The bloom was off the rose in a matter of weeks anyway. "Elizabeth saw the pattern of her future life with Bill unfolding," Sara said. "The longer we stayed [in Miami], the more homesick she became for California, the studio, her work, the old life she knew and loved."

Sara was just as homesick, no doubt. That "old life" promised considerably more yield than had yet paid off. The Pawleys might be rich, but the privileges of a Miami socialite were nothing compared to what awaited a top-ranked MGM star. Elizabeth's bosses weren't about to let her break her contract either. Like the rest of the studios, Metro was hurting financially, posting a $6 million decline in profits between 1947 and 1948. The new head of production, Dore Schary, had gambled on an ambitious schedule of sixty-seven pictures that year, compared to just twenty-four the year previous. When profits began ticking upward (by the end of 1949 MGM's income had recovered by more than 50 percent), Schary was hailed as a visionary who rivaled Mayer. Key to Schary's plan to climb out of the red were pictures starring surefire moneymakers like Elizabeth. No way was the studio's teenage princess going to be allowed to retire to Miami, not after so much had been invested in her. Metro wanted its dividends.

No one was all that surprised, therefore, when Pawley announced in September that the engagement was off. No one, that is, but the public—which had now been deprived of a happy ending twice. The fan magazines, with their three-month lead time, were left embarrassed:
Photoplay
didn't have time to stop the presses on their October issue, which featured Elizabeth gushing with love for Pawley.

The press retaliated with a series of unfavorable articles about the star. Columnists started calling her fickle. "She leaves a trail of broken hearts," one reporter chided. "Our Little Liz is turning into a real man-eater." The Metro publicists hadn't anticipated a hostile backlash. Tone deaf, they just kept throwing more boyfriends into the mix. They sent Elizabeth off to the Mocambo with Vic Damone, only to watch in dismay as the gambit misfired. In London the
Sunday Pictorial
called for "a series of resounding smacks behind the bustle of her latest Paris creation," an entreaty that sent Hedda Hopper charging to the rescue. "Besides taking billions of our [war-relief] money," Hedda huffed, "the English now want the pleasure of spanking one of our prettiest screen actresses ... What Elizabeth does is none of their business. I suppose the British would rather have her marry and divorce twice."

Back at the studio, Elizabeth was hurt by this negative turn in her press. "If I were the kind of person they write me up to be, I'd hate myself," she said. But she had now participated quite willingly in two largely counterfeit romances. Even Pawley, whom she had imagined herself marrying, was just another pawn in the end. "We went well together under the palm trees," she'd say. "We had nothing in common in our lives."

#####

Stated exercise 1 →
How many lines in the entries below contain the word "window"? Reply with the number alone.

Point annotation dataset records
#####

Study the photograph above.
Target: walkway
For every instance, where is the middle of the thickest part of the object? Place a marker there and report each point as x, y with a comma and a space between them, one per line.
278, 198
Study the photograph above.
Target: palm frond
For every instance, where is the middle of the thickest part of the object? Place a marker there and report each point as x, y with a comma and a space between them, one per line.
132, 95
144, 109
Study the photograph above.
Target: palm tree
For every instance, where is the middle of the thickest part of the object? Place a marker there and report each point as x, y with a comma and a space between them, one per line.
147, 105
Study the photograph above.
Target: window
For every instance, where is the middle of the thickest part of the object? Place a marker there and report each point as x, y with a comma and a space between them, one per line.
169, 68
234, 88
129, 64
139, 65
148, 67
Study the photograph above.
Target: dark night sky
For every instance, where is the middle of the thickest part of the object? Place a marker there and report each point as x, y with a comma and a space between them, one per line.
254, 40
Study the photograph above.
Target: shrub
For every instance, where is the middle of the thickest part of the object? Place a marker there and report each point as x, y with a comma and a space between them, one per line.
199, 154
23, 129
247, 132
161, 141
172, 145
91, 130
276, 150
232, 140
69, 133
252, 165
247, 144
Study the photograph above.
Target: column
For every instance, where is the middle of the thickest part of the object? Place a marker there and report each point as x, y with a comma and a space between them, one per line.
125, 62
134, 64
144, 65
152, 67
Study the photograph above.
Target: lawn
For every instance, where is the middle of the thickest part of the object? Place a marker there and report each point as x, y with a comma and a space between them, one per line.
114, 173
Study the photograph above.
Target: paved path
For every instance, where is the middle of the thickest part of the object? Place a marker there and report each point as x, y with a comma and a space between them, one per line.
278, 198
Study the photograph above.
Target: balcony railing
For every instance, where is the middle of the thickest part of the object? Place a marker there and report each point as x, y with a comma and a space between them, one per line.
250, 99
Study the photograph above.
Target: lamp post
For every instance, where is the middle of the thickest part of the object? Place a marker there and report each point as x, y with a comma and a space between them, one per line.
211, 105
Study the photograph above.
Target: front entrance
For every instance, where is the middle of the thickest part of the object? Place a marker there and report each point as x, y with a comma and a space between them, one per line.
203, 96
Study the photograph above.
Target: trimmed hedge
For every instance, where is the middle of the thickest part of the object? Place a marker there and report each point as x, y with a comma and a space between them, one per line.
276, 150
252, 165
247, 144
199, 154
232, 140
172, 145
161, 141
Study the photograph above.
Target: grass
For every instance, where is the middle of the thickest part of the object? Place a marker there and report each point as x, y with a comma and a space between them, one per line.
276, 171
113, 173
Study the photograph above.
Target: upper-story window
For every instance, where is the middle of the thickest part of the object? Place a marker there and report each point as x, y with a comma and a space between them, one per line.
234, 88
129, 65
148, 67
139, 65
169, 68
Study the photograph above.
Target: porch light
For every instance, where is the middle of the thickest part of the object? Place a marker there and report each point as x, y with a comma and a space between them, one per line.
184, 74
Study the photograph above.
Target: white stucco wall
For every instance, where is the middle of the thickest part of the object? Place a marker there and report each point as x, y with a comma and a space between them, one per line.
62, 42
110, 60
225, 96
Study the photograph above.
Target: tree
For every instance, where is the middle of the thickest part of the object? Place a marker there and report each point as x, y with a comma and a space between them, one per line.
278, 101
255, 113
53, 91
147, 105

#####

Stated exercise 2 →
Please repeat, word for word, the part of the passage about Elizabeth and Pawley between "No one was all" and "love for Pawley.", inclusive.

Complete output 1 →
2

Complete output 2 →
No one was all that surprised, therefore, when Pawley announced in September that the engagement was off. No one, that is, but the public—which had now been deprived of a happy ending twice. The fan magazines, with their three-month lead time, were left embarrassed:
Photoplay
didn't have time to stop the presses on their October issue, which featured Elizabeth gushing with love for Pawley.